Source ▸
<<<<
# Nautical Terms E-H



## michaelF

Discussion thread for Nautical Terms E-H. If you would like to add a comment, click the New Reply button


----------



## STRAWBERRY

Fish Plate (2 to 3 Inch Strip of steel around the decks) / Fitch (Small Brush) / Falls (Lifeboat) / Fairlead / Fiddley (Gratings or ladders) / Frame / Funnel / Fashion Plate (Forcastle head to Main Deck curved plate) / Flying Bridge / 

Garboard Strake / Goosenecks / Galley / Gunport Doors / 

Hatch / Hawse Pipe / Hold / 

I can't think of many more at the moment, but I'm sure there are loads Andy


----------



## benjidog

Thanks for the list Andy.

For the benefit of a dumb IT bloke (me!) could you have a shot at defining those terms in a bit of detail and I will add them to the Guide.

Regards,

Brian


----------



## MikeK

Handy -Billy......Simple single sheave block and tackle (or was it double at the top ?)
Hove - to ....putting the vessel in the safest steaming position in bad weather

Hard aback.....Sailing man's equivalent of a hand brake (==D)


----------



## Steve Woodward

Handy Billy, small purchase consisting of a single and a double block with either hooks or short rope tails for ease of attachment.


----------



## mcgurggle

Holiday - A gap in a paint job. ie. Did you go on holiday & forget where you left off?


----------



## Splinter

Holy stone, a block of sand stone, fixed to a handle and was used to scub wooden decks.


----------



## James MacDonald

Haliard,Hauling part


----------



## cryan

gadget - a cadet 
greaser - e/r rating above wiper.
gob eye or gob rope -device for moving the towing point of a tug low and aft
hawse pipe - pipe which carries anchor cable overboard.
>>>>
Records provided ▸
<<<<
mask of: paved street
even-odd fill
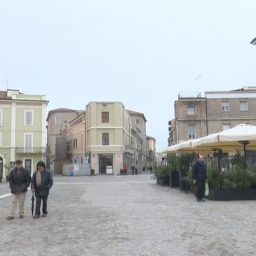
[[[1,256],[256,255],[255,201],[197,203],[150,175],[54,181],[45,218],[32,217],[31,191],[23,220],[6,221],[0,199]]]

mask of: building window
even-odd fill
[[[25,152],[32,152],[32,151],[33,135],[31,133],[25,134],[24,140],[25,140],[24,151]]]
[[[26,110],[25,112],[25,125],[33,125],[33,112],[32,110]]]
[[[187,114],[195,114],[195,106],[189,106],[187,108]]]
[[[226,130],[230,129],[229,123],[222,123],[222,130]]]
[[[77,139],[73,140],[73,149],[77,149]]]
[[[108,133],[102,133],[102,145],[104,145],[104,146],[109,145],[109,134]]]
[[[25,159],[25,167],[29,170],[29,173],[31,173],[32,170],[32,159]]]
[[[3,109],[0,109],[0,126],[3,124]]]
[[[189,139],[196,138],[196,125],[189,124]]]
[[[247,104],[247,101],[241,101],[240,102],[240,111],[248,111],[248,106]]]
[[[222,112],[229,111],[229,102],[228,101],[222,102]]]
[[[60,116],[55,116],[55,123],[60,123]]]
[[[109,123],[109,112],[101,112],[101,122],[102,123]]]

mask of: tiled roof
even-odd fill
[[[64,107],[60,107],[58,109],[55,109],[53,110],[50,110],[48,113],[48,116],[47,116],[47,119],[46,121],[48,121],[49,119],[50,119],[50,116],[53,114],[53,113],[56,113],[56,112],[64,112],[64,113],[68,113],[68,112],[76,112],[77,116],[79,116],[81,114],[81,113],[83,112],[84,110],[75,110],[75,109],[66,109]]]
[[[7,97],[6,90],[0,90],[0,99],[1,100],[8,100],[8,99],[11,99],[11,97]]]
[[[128,110],[128,109],[127,109],[127,112],[128,112],[129,113],[129,114],[130,114],[130,115],[131,115],[131,116],[142,116],[144,119],[145,121],[147,122],[147,119],[146,119],[145,116],[144,115],[144,114],[142,114],[142,113],[140,113],[140,112],[135,112],[135,111],[133,111],[133,110]]]

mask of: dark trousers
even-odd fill
[[[198,199],[202,199],[206,190],[206,182],[196,180],[196,185],[197,188],[196,195],[196,198]]]
[[[41,201],[43,201],[43,213],[47,213],[48,196],[36,197],[36,215],[40,215]]]

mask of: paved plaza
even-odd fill
[[[0,199],[0,255],[256,255],[256,202],[196,201],[150,175],[55,177],[48,215],[7,221]],[[10,193],[0,183],[0,196]]]

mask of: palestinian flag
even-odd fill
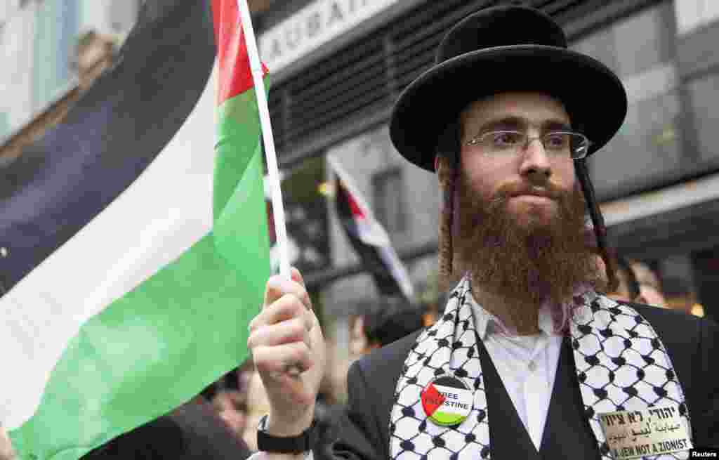
[[[0,423],[21,459],[78,459],[246,357],[269,248],[236,1],[147,2],[116,67],[3,171]]]
[[[400,296],[412,302],[412,281],[387,231],[372,215],[349,175],[335,158],[328,157],[327,160],[334,173],[337,216],[352,247],[383,295]]]
[[[441,377],[430,383],[421,397],[424,413],[440,426],[457,426],[464,421],[474,400],[467,385],[452,377]]]

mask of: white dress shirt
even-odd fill
[[[516,336],[507,333],[499,318],[471,295],[470,301],[477,333],[539,451],[562,350],[562,335],[553,331],[549,308],[545,305],[539,310],[539,334]]]

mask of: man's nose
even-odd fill
[[[519,172],[533,182],[546,182],[551,176],[551,163],[541,139],[530,136],[522,152]]]

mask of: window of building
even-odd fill
[[[620,76],[629,107],[618,134],[590,159],[600,200],[677,178],[687,166],[686,117],[675,57],[672,1],[664,1],[585,37],[572,49]],[[601,107],[597,108],[601,111]]]
[[[407,218],[402,170],[395,167],[374,174],[372,186],[377,220],[390,235],[405,231]]]
[[[35,16],[33,109],[45,109],[67,90],[80,23],[79,0],[45,0]]]

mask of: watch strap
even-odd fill
[[[257,448],[265,452],[301,454],[312,448],[315,423],[296,436],[275,436],[267,432],[267,415],[260,419],[257,426]]]

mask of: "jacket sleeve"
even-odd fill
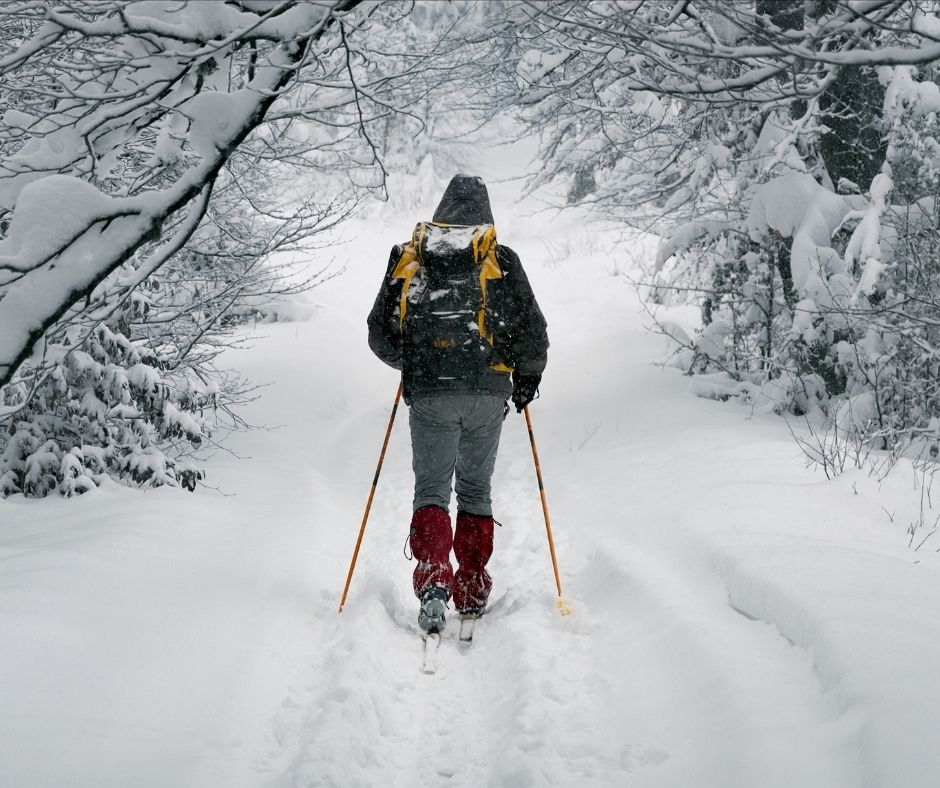
[[[401,330],[398,325],[398,303],[401,298],[401,280],[393,281],[392,271],[401,259],[402,247],[392,247],[385,278],[379,294],[369,312],[369,347],[382,361],[401,369]]]
[[[541,375],[548,362],[548,331],[522,262],[508,246],[500,245],[497,259],[507,280],[509,351],[520,375]]]

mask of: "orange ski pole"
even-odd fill
[[[545,515],[545,533],[548,535],[548,550],[552,554],[552,570],[555,572],[555,588],[558,590],[558,609],[563,616],[571,613],[571,605],[561,595],[561,577],[558,574],[558,559],[555,557],[555,540],[552,538],[552,522],[548,516],[548,501],[545,498],[545,484],[542,482],[542,466],[539,463],[539,453],[535,448],[535,434],[532,432],[532,417],[529,415],[529,406],[523,409],[526,427],[529,429],[529,443],[532,446],[532,459],[535,460],[535,475],[539,480],[539,496],[542,499],[542,513]]]
[[[353,572],[356,571],[356,560],[359,558],[359,548],[362,546],[362,537],[366,532],[366,522],[369,519],[369,510],[372,508],[372,498],[375,496],[375,488],[379,483],[379,474],[382,472],[382,463],[385,461],[385,450],[388,448],[388,439],[392,437],[392,425],[395,423],[395,414],[398,412],[398,401],[401,399],[401,383],[398,384],[398,391],[395,393],[395,404],[392,405],[392,415],[388,420],[388,429],[385,430],[385,440],[382,442],[382,451],[379,453],[379,464],[375,468],[375,476],[372,478],[372,488],[369,490],[369,498],[366,501],[366,510],[362,515],[362,524],[359,526],[359,537],[356,539],[356,548],[353,550],[352,561],[349,562],[349,574],[346,575],[346,586],[343,588],[343,598],[339,602],[339,610],[343,612],[343,605],[346,604],[346,597],[349,595],[349,584],[352,582]]]

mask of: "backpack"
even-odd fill
[[[496,248],[493,225],[415,227],[391,278],[402,281],[404,363],[417,376],[430,382],[466,380],[487,369],[512,371],[493,353],[497,316],[487,285],[503,278]]]

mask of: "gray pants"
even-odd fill
[[[457,509],[492,515],[490,480],[496,466],[505,400],[492,394],[432,394],[411,403],[414,509],[450,510],[457,474]]]

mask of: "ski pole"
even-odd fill
[[[382,472],[382,463],[385,461],[385,450],[388,448],[388,439],[392,437],[392,425],[395,423],[395,414],[398,412],[398,401],[400,399],[401,383],[398,384],[398,391],[395,392],[395,404],[392,405],[392,415],[388,420],[388,429],[385,430],[385,440],[382,442],[382,451],[379,452],[379,464],[376,466],[375,476],[372,478],[372,488],[369,490],[366,510],[362,515],[362,525],[359,526],[359,537],[356,539],[356,547],[353,550],[352,561],[349,562],[349,574],[346,575],[346,587],[343,588],[343,598],[339,602],[338,613],[343,612],[343,605],[346,604],[346,597],[349,594],[349,584],[352,582],[352,574],[356,571],[356,560],[359,558],[359,548],[362,546],[362,537],[366,532],[366,522],[369,519],[369,510],[372,508],[372,498],[375,496],[375,488],[379,483],[379,474]]]
[[[548,501],[545,498],[545,485],[542,482],[542,466],[539,463],[539,453],[535,448],[535,433],[532,431],[532,417],[529,415],[529,406],[523,409],[526,427],[529,429],[529,444],[532,446],[532,459],[535,460],[535,475],[539,480],[539,496],[542,499],[542,513],[545,515],[545,533],[548,535],[548,551],[552,555],[552,569],[555,572],[555,588],[558,590],[558,601],[555,603],[563,616],[571,613],[571,605],[561,595],[561,577],[558,574],[558,559],[555,557],[555,540],[552,538],[552,523],[548,516]]]

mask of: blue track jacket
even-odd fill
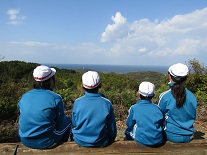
>>>>
To do ▸
1. Decide whether each statement agrees with the nautical terms thread, answering yes or no and quoting the words of the thread that settle it: (a) a fitch is described as a small brush; (b) a holiday is defined as a gap in a paint job; (c) a greaser is described as an engine-room rating below a wiper.
2. According to the nautical terms thread, what does a hawse pipe carry overboard?
3. Continue the nautical terms thread from the point where it stops.
The listing is separate material, unrelated to the nautical terms thread.

Results in order ▸
1.
(a) Yes: "Fitch (Small Brush)"
(b) Yes: "Holiday - A gap in a paint job."
(c) No: "greaser - e/r rating above wiper."

2. It carries the anchor cable overboard.

3.
hawser - large rope used for towing


----------



## Dutchy62

Flinders bar - metal bar attached to the front of the binnacle to counter the effect on the magnetic compass of the ships superstructure, particularly the funnel. Also
Kelvin's balls, metal spheres attached to the sides of the binnacle to correct other magnetic compass errors.


----------



## Old Janner

Flit Gun (standard pump spray used for spraying insecticide over cockroaches)
Fiddley's (sides of tables that could be draw up to help keep plates on tables in bad weather, )
Fiddley Bars / "Storm bars" (metal interlocking bars to keep pots and pans on the stove during bad weather)
Fridge Board (Wodden slatted boards used in refrigerated storage places to allow air to circulate around the products)
Grummit, spliced rope ring (I may be corrected)
Gangway, a device for walking on between ship and shore, known later as a BOT Gangaway, (I am sure somebody will elaborate on that)
Hatch, an opening in the deck or in a bulkhead
Gear, a bag of tools or clothes, as used in (I am going to get my gear)
Flag, Coloured materials flown from masts to signal various states of the ship (under pilot, Quarantine etc) Not Ensigns.
Ensign, is a flag that indicates the countrys indentity, normaly flown from the aft end of a ship. (somebody may have other ideas we will see)
Thats all for now, not bad after my first cup of tea.

Spence.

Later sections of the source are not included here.